### Trecho do documento
▼▼▼
É curioso, contudo, que ambas as correntes se apeguem nesse mesmo texto para deduzir suas conclusões totalmente díspares.
Sem embargo, partindo dessa premissa, a solução se deve basear principalmente no confronto dos fatos com os objetivos fundamentais da República contidos no art. 3º e com os princípios da ordem econômica previstos no art. 170, ambos da Constituição.
Tendo essas diretrizes em mente, qualquer postura do Estado que as contrarie ou atenda em menor grau do que possível estará em confronto com os ditames constitucionais. A propósito, as diretrizes do art. 3º consubstanciam uma fórmula política que sintetiza princípios ideológicos da Constituição e representa até mesmo um limite material para sua reforma (BERCOVICI, 2003a, p.561).
Se em determinado caso o mercado estiver atuando perfeitamente, propiciando adequada distribuição de riqueza, não haverá sentido na atuação do Estado, mesmo porque, possuindo recursos escassos, deve utilizá-los onde seja efetivamente necessário e onde propicie um atendimento ótimo dos fins a que está vinculado.
Num ambiente em que seja possível a livre escolha, deve-se concordar com os liberais no sentido de que a somente a própria pessoa saberia o que é melhor para si (VON MISES, 2010, p. 38).
Ao que tudo indica, então, não se deve radicalizar, seja extinguindo o Estado, seja agigantando-o de tal forma a sufocar as individualidades. A razão reta, inflexível, que não se molda ao caso concreto buscando equidade já era criticada desde ARISTÓTELES (2003, p. 125), quando tratou da justiça:
O que origina o problema é o fato de o equitativo ser justo, porém não o legalmente justo, e sim uma correção da justiça legal. A razão disto é que toda lei é universal, mas não é possível fazer uma afirmação universal que seja correta em relação a certos casos particulares.
Retornando ao texto constitucional, há dois tipos de atividades objeto de controvérsia quanto ao cabimento da atuação estatal. Usando a terminologia de EROS GRAU (2010, pp. 99-107), elas seriam as atividades econômicas em sentido estrito, referidas no art. 173[1], e os serviços públicos, tratados no art. 175[2] da Constituição, ambos compondo o gênero “atividade econômica em sentido amplo”.
Sobre as atividades econômicas em sentido estrito, há infindáveis hipóteses que podem ser imaginadas como de relevante interesse coletivo ou mesmo de imperativos da segurança nacional, devendo a lei definir no caso concreto cada uma das situações.
▲▲▲
### Conjunto de dados
▼▼▼
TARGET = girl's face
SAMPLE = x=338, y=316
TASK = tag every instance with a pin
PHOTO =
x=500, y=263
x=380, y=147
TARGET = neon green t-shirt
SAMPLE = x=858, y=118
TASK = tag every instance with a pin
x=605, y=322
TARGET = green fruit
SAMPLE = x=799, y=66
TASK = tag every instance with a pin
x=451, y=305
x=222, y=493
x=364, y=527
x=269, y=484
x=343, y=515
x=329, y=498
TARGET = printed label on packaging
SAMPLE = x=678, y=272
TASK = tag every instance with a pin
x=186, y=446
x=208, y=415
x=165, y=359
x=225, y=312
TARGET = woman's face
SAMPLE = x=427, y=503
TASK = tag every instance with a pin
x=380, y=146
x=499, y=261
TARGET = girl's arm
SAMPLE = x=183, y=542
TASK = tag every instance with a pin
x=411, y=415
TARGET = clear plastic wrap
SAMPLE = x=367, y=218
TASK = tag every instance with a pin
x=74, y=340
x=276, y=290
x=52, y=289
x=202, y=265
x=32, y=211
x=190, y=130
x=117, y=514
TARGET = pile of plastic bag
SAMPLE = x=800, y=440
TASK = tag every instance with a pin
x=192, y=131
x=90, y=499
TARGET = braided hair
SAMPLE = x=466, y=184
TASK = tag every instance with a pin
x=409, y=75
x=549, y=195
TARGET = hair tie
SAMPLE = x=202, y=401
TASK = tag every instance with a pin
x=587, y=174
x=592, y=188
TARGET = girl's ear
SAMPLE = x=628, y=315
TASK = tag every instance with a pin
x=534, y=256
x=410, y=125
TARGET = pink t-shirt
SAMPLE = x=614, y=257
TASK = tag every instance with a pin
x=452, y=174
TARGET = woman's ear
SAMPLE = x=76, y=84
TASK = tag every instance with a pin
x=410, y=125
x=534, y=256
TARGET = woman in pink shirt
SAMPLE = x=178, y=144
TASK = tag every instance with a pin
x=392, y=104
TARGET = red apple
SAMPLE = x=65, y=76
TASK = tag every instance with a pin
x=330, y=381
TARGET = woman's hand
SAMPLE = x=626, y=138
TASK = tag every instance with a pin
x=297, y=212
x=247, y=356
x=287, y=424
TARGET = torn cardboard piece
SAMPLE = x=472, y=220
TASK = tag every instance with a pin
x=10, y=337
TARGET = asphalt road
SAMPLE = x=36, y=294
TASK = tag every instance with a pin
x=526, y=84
▲▲▲
### Tarefas a realizar
a – De acordo com o trecho sobre a atuação do Estado na economia, por que não haveria sentido na atuação estatal quando o mercado estiver funcionando perfeitamente? Responda em uma a três frases.
b – Resuma em três frases o trecho sobre a atuação do Estado na economia.
Os dados não têm relação com o trecho.

### Respostas por tarefa
a – Porque o Estado possui recursos escassos e deve utilizá-los onde seja efetivamente necessário e onde propicie um atendimento ótimo dos fins a que está vinculado. Se o mercado já propicia adequada distribuição de riqueza, a intervenção estatal não se justifica.

b – O trecho sustenta que a solução sobre a atuação estatal deve basear-se no confronto dos fatos com os objetivos fundamentais da República do art. 3º e com os princípios da ordem econômica do art. 170 da Constituição, e que o Estado, por ter recursos escassos, só deve agir onde seja efetivamente necessário. Afirma que não se deve radicalizar, nem extinguindo o Estado nem agigantando-o a ponto de sufocar as individualidades, e recorre a Aristóteles para criticar a razão inflexível que não busca a equidade no caso concreto. Por fim, distingue dois tipos de atividades controversas quanto à atuação estatal, as atividades econômicas em sentido estrito do art. 173 e os serviços públicos do art. 175, ambos do gênero "atividade econômica em sentido amplo".